Supplied data:
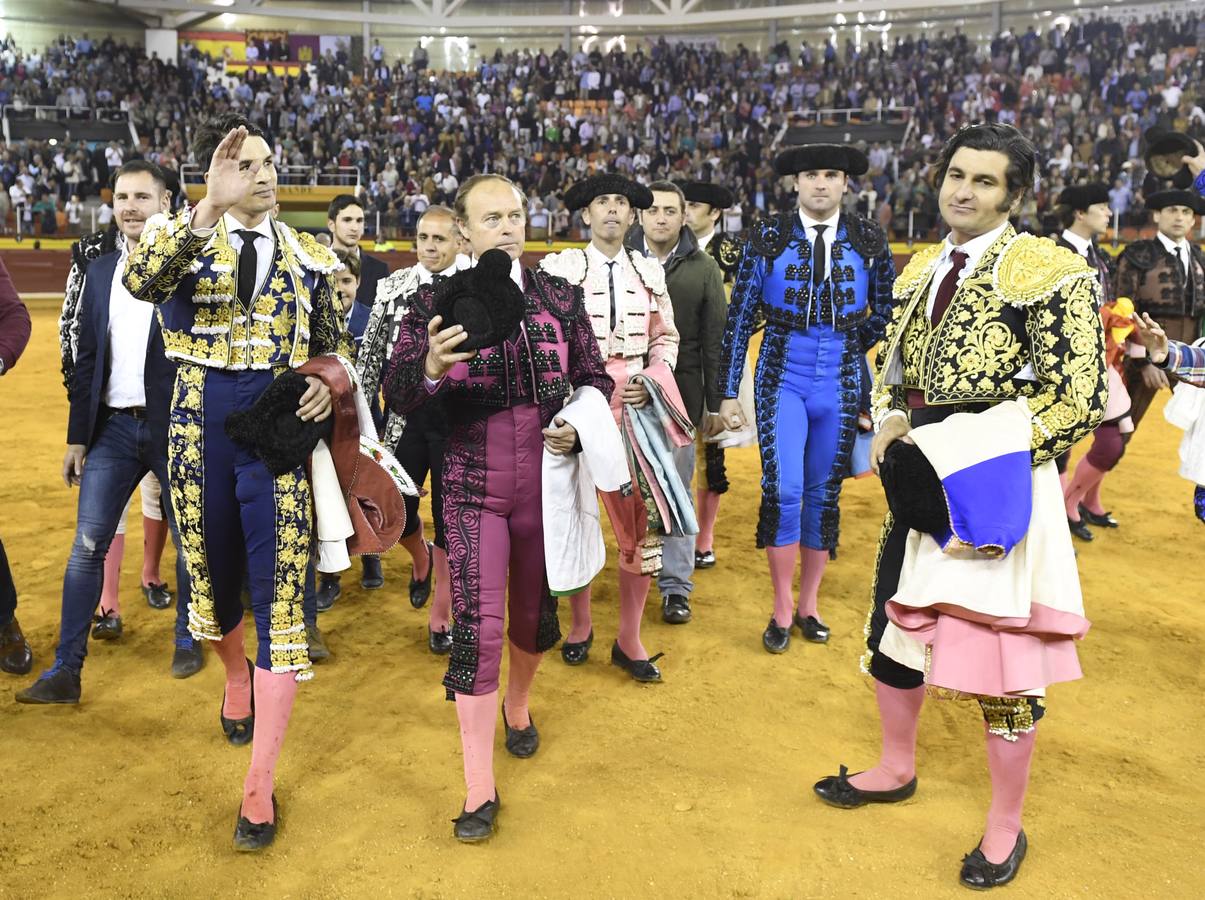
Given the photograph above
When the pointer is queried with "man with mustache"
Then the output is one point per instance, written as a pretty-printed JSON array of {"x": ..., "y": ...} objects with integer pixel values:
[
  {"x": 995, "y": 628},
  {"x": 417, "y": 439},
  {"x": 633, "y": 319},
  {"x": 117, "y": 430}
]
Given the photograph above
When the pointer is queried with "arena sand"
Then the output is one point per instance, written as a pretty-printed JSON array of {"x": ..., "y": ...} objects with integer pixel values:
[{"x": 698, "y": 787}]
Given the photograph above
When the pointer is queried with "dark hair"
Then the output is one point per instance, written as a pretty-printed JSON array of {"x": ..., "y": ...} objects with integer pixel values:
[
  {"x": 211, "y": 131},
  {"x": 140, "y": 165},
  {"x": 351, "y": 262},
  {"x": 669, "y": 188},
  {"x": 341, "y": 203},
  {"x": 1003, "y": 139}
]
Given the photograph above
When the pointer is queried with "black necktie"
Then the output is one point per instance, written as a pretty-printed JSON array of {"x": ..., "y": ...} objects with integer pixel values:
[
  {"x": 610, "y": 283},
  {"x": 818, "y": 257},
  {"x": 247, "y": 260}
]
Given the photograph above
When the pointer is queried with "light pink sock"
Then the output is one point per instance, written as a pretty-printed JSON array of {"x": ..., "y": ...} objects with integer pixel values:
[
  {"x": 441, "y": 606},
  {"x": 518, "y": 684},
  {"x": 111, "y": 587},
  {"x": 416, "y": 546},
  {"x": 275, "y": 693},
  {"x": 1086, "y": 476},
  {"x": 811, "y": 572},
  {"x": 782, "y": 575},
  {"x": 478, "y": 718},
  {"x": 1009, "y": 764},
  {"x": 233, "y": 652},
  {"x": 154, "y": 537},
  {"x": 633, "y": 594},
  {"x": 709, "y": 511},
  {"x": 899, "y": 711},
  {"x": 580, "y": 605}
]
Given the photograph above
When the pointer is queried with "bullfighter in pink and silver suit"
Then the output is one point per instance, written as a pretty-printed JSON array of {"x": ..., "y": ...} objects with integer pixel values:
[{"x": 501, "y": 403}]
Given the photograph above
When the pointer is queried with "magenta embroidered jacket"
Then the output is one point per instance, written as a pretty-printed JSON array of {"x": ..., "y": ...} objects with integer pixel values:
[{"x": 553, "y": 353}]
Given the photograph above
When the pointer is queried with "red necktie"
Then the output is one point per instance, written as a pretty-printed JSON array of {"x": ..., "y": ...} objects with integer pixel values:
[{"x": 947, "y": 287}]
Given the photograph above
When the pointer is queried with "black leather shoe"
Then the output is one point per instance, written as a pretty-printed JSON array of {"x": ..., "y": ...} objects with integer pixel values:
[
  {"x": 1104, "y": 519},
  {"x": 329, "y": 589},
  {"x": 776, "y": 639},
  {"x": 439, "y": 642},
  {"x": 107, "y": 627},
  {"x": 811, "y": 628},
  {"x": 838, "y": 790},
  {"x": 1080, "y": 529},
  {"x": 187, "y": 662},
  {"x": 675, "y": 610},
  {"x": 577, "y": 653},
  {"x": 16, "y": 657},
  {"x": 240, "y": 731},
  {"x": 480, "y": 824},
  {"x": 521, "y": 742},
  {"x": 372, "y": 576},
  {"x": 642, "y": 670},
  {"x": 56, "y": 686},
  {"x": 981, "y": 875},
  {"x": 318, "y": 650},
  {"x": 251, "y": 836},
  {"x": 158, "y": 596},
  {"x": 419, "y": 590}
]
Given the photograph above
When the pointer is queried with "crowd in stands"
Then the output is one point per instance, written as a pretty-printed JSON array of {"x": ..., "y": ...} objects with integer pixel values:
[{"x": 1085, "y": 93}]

Your task:
Copy every record above exactly, leaving out the pictures.

Correct result:
Given the photograph above
When the pointer is queried with "man with mustache"
Then the output is one point per instance, written as a pretty-printed JSON array of {"x": ..., "y": ...} objects with integer pixel values:
[
  {"x": 995, "y": 628},
  {"x": 417, "y": 439},
  {"x": 633, "y": 319},
  {"x": 117, "y": 430}
]
Given the photograph above
When the pointer is queried with "arena sand"
Then the output is one point per instance, written as a pretty-printed JSON array of {"x": ..., "y": ...} objects with integer pixel values:
[{"x": 698, "y": 787}]
Given the photograph above
When the pointer is queried with "dark hair"
Then the output is one point per instance, written as a pretty-printed JSON array of {"x": ..., "y": ...} objects with integer pixel values:
[
  {"x": 211, "y": 131},
  {"x": 140, "y": 165},
  {"x": 351, "y": 262},
  {"x": 669, "y": 188},
  {"x": 341, "y": 203},
  {"x": 1003, "y": 139}
]
Given the photograph above
When the pointer is queried with "black necktie"
Then the output is one point per instance, written as a pretty-printed JSON array of {"x": ..., "y": ...} objects with integer pixel values:
[
  {"x": 610, "y": 283},
  {"x": 818, "y": 257},
  {"x": 247, "y": 260}
]
Given the photograph above
When the pointer is queried with "light pink sock"
Then the output is one point per instance, written as a pretty-printed JSON array of {"x": ..., "y": ...} objects with integer pixel values:
[
  {"x": 441, "y": 606},
  {"x": 518, "y": 684},
  {"x": 111, "y": 587},
  {"x": 416, "y": 546},
  {"x": 275, "y": 693},
  {"x": 1086, "y": 476},
  {"x": 811, "y": 572},
  {"x": 782, "y": 575},
  {"x": 478, "y": 718},
  {"x": 1009, "y": 764},
  {"x": 233, "y": 652},
  {"x": 154, "y": 537},
  {"x": 633, "y": 594},
  {"x": 709, "y": 511},
  {"x": 899, "y": 711},
  {"x": 580, "y": 605}
]
Given the photograph above
When the pointer is queried with "bullfighter in pink and silver suit"
Then the output is one point per instance, written as a pretty-printed JSON array of {"x": ..., "y": ...} objects with integer pixel values:
[{"x": 501, "y": 403}]
Given the photograph above
When the pointer is queried with "magenta embroidered jacket"
Then the output is one point per instance, written as a pretty-printed JSON array of {"x": ..., "y": ...} objects with integer pixel values:
[{"x": 553, "y": 353}]
Given the photograph above
When the pointer is queried with "red necktie"
Then the output is one point per instance, written as a pretty-printed JSON array of {"x": ..., "y": ...} objects with integer pixel values:
[{"x": 947, "y": 287}]
Given the photograph above
When the pointer is queried with "black leather shoe"
Then the output is one point per instance, written as a pretty-printed JSON array of {"x": ..., "y": ...} objects with integer pixel values:
[
  {"x": 1104, "y": 519},
  {"x": 329, "y": 589},
  {"x": 776, "y": 639},
  {"x": 439, "y": 642},
  {"x": 107, "y": 627},
  {"x": 811, "y": 628},
  {"x": 838, "y": 790},
  {"x": 1080, "y": 529},
  {"x": 187, "y": 662},
  {"x": 675, "y": 610},
  {"x": 577, "y": 653},
  {"x": 16, "y": 657},
  {"x": 240, "y": 731},
  {"x": 480, "y": 824},
  {"x": 521, "y": 742},
  {"x": 372, "y": 576},
  {"x": 642, "y": 670},
  {"x": 56, "y": 686},
  {"x": 981, "y": 875},
  {"x": 318, "y": 650},
  {"x": 251, "y": 836},
  {"x": 158, "y": 596},
  {"x": 419, "y": 590}
]
Given the photograph above
When the pointer is queried with "crowd in stands"
Then the output is one point per instance, written as a pretty-printed JSON array of {"x": ..., "y": ...} objects with integer pixel values:
[{"x": 1085, "y": 93}]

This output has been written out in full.